## 課題概要 A:
トキナーのジャンクレンズを扱った本文で、筆者がレンズを手に取って確認したマウントの種類は何ですか。

## 分析対象テキスト:
· · ·

フランスの名門「アンジェニュー」の後継?トキナー倒産を救った?語れる激安大三元レンズ【Tokina AT-X 270AF Pro 28-70mm F2.8】
こんにちは「kio」です。
最近殆どジャンクカメラを購入してない、、、、というより、良さそうなジャンクカメラが全く無くなって来てる気がする、、、、
僕の住んでいる地域の〇-オフやキ〇ムラなんかも殆ど良さげなジャンクは見かけない。
僕が買い漁っているせいじゃないかともほんのり思うけど、とにかくジャンク不足なんだ!
そんなジャンク不足の中、久々に良さげなジャンクレンズを見つけたのでそちらの紹介と、作例を書いて行こうと思っている。
久々の「ジャンクカメラで遊ぼう!」シリーズ。
是非最後までご覧ください。
最後にMARIXが輸入販売しているフィルムデジタライズキット「VALOI easy35」をMARIX肥田社長から提供頂いたので触りだけ紹介。
久々に見つけたジャンクレンズは「Tokina=トキナー」の大三元だった
いつもの様に奥さんとカメラぶら下げて散歩中。
とあるリサイクルショップに立ち寄った。
そこで見つけたこのレンズ。
「Tokina AT-X 270AF Pro 28-70mm F2.8」
値付けもめちゃめちゃ安く、「おっ!?」と思い手に取ってみる。
僕は余りズームレンズ使わないが、28-70 F2.8というと所謂「大三元レンズ」と呼ばれるスペック。
見た目もごつくてカッコいい、、、、レンズ先端の金のラインもカッコいい、、、、
マウントを確認すると「Nikon Fマウント」だ、、、、
その時に持っていたカメラはハーフカメラのオリンパスペンDだったので、AFの動作は確認できないが、マウント側から絞り連動レバーを動かすとちゃんと絞りも連動している、絞り羽根に油浮きも無い、ピントリングもAFレンズなのにやたらヌルヌル動く、、、、、
しかし、レンズを覗いてみると後玉裏にカビがある、、、、後玉裏以外はチリ程度でキレイそう。

· · ·

## 入力データ:
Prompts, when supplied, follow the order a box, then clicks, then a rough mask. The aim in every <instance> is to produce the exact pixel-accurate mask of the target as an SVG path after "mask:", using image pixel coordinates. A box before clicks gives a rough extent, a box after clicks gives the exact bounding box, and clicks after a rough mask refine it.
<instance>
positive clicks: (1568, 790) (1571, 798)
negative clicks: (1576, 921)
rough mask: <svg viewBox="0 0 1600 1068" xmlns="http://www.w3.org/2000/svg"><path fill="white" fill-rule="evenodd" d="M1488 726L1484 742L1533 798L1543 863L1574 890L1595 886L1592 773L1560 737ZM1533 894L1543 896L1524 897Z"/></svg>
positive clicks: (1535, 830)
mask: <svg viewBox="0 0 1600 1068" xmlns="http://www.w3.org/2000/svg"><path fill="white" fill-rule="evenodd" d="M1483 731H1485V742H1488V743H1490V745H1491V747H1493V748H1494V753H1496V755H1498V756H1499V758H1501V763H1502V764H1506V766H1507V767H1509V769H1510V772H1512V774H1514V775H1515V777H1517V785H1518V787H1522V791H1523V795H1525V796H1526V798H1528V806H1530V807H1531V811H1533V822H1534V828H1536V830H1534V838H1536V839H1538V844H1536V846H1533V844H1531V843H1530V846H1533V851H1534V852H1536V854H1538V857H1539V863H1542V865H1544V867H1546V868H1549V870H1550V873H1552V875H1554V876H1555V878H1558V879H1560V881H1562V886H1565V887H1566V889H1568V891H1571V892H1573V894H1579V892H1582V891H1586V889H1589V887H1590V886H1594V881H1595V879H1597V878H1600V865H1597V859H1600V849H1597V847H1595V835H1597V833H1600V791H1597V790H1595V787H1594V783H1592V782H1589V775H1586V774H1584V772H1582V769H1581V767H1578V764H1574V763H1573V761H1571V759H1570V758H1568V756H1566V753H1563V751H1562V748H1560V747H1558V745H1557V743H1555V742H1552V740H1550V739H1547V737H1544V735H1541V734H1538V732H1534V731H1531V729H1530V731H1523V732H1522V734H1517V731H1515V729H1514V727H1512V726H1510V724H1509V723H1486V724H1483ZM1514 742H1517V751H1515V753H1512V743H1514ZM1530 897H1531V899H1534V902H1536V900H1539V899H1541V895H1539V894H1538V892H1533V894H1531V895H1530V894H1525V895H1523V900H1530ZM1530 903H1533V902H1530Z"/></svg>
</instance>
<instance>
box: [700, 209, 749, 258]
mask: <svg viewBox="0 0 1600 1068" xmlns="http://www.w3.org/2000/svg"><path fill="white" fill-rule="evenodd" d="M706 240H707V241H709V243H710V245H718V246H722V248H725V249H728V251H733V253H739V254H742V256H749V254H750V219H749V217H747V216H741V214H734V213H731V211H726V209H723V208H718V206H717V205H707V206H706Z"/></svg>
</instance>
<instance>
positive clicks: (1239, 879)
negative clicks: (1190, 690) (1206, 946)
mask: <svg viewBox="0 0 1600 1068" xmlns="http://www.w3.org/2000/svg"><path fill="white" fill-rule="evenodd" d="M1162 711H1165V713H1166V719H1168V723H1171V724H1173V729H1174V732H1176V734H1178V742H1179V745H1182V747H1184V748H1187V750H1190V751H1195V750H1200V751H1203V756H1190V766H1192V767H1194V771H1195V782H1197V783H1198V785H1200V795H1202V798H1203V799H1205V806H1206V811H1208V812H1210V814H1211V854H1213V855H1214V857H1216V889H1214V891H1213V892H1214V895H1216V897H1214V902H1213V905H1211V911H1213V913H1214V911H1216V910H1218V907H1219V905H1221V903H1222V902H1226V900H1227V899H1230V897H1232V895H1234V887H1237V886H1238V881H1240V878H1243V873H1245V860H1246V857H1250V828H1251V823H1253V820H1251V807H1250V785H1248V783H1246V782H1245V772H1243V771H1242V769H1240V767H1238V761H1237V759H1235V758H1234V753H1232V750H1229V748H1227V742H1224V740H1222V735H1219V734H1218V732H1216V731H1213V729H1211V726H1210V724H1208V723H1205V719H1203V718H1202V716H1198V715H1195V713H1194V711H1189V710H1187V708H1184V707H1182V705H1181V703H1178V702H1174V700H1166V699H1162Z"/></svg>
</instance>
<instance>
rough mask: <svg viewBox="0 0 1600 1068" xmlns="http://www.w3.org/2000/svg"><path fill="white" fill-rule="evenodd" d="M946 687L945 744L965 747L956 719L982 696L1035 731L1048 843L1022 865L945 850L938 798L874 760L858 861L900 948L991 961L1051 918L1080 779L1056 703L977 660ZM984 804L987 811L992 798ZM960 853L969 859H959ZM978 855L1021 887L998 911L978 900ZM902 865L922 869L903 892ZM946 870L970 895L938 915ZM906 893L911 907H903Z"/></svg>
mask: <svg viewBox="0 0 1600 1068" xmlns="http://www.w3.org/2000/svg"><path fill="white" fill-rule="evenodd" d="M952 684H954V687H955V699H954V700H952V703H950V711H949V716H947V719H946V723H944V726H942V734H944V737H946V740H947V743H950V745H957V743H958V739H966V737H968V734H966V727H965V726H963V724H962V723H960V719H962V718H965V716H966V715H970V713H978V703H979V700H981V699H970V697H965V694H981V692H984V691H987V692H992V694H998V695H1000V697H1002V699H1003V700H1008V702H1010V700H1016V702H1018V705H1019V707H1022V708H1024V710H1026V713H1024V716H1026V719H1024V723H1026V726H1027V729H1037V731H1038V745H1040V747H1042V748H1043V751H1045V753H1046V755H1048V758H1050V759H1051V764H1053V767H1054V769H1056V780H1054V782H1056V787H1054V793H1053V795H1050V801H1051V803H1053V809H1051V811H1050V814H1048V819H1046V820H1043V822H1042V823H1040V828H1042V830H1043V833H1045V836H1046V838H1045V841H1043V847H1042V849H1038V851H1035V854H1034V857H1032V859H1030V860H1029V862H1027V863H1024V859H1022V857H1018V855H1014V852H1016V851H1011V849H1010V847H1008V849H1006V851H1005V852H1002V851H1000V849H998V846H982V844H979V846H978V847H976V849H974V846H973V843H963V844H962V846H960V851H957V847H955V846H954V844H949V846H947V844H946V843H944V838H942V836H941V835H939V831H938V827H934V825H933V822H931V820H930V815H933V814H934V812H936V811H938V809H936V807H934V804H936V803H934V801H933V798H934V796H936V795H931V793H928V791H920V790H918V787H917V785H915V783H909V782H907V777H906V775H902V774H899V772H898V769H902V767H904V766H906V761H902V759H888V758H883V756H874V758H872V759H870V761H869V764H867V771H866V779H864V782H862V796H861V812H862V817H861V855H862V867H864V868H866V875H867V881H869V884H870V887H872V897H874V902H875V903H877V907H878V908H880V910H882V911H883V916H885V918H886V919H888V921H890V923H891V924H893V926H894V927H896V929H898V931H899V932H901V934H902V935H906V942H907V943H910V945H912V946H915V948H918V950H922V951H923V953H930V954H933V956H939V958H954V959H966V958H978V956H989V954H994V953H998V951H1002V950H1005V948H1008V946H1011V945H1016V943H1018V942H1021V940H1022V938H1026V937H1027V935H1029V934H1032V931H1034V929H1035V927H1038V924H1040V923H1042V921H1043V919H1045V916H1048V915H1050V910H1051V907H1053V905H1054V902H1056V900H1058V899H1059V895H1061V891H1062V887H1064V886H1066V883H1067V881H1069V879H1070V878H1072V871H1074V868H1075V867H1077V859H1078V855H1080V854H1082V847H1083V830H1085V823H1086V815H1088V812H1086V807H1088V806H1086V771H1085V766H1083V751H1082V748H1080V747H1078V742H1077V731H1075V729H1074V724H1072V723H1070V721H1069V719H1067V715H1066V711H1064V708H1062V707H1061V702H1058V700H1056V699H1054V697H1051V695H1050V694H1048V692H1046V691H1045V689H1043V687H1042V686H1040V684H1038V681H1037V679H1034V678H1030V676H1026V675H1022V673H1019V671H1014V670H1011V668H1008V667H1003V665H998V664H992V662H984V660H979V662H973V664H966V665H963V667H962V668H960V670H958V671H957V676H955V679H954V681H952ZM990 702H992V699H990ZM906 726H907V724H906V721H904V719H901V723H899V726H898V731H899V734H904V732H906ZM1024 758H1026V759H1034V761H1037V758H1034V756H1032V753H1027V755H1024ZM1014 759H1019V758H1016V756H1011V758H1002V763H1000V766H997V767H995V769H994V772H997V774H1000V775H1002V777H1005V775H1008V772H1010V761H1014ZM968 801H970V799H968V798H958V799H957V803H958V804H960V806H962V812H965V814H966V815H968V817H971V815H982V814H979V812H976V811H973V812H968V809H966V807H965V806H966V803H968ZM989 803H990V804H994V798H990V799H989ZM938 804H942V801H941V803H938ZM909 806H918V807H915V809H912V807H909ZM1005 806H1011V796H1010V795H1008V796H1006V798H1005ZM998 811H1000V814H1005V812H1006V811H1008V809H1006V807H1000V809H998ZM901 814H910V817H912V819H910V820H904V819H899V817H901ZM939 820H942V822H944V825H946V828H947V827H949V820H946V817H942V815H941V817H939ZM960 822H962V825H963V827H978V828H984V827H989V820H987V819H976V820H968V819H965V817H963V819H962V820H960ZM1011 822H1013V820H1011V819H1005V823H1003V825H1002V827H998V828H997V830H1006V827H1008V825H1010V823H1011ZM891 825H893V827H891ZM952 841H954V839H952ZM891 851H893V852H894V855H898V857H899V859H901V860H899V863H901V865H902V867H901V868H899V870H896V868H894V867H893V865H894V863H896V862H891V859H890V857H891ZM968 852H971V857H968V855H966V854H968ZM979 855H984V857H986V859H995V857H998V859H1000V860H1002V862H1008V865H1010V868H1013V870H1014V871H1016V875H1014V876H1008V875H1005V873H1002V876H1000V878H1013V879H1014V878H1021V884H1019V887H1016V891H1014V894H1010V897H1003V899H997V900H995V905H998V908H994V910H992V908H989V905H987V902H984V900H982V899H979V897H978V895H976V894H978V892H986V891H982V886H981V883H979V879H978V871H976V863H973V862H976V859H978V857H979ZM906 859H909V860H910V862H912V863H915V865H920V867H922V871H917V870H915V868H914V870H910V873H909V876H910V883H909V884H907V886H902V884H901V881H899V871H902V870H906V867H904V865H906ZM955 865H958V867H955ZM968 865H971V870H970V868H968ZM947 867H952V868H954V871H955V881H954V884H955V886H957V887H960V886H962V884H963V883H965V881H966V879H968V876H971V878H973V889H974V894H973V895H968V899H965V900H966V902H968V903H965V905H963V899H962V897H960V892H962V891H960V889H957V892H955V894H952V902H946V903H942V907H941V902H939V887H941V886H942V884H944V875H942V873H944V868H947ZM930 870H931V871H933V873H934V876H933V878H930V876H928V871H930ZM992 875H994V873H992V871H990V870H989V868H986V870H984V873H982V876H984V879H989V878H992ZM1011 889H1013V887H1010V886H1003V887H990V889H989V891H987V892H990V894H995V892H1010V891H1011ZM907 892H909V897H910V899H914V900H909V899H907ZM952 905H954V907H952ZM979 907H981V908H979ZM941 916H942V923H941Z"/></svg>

· · ·

## 課題概要 B:
一覧の先頭から始まり「positive clicks: (1535, 830)」を含む行で終わる範囲を、空行を除いて番号付きリストに整形してください。両端の行も含めます。

## 記述回答 A:
Nikon Fマウントです。

## 記述回答 B:
1. Prompts, when supplied, follow the order a box, then clicks, then a rough mask. The aim in every <instance> is to produce the exact pixel-accurate mask of the target as an SVG path after "mask:", using image pixel coordinates. A box before clicks gives a rough extent, a box after clicks gives the exact bounding box, and clicks after a rough mask refine it.
2. <instance>
3. positive clicks: (1568, 790) (1571, 798)
4. negative clicks: (1576, 921)
5. rough mask: <svg viewBox="0 0 1600 1068" xmlns="http://www.w3.org/2000/svg"><path fill="white" fill-rule="evenodd" d="M1488 726L1484 742L1533 798L1543 863L1574 890L1595 886L1592 773L1560 737ZM1533 894L1543 896L1524 897Z"/></svg>
6. positive clicks: (1535, 830)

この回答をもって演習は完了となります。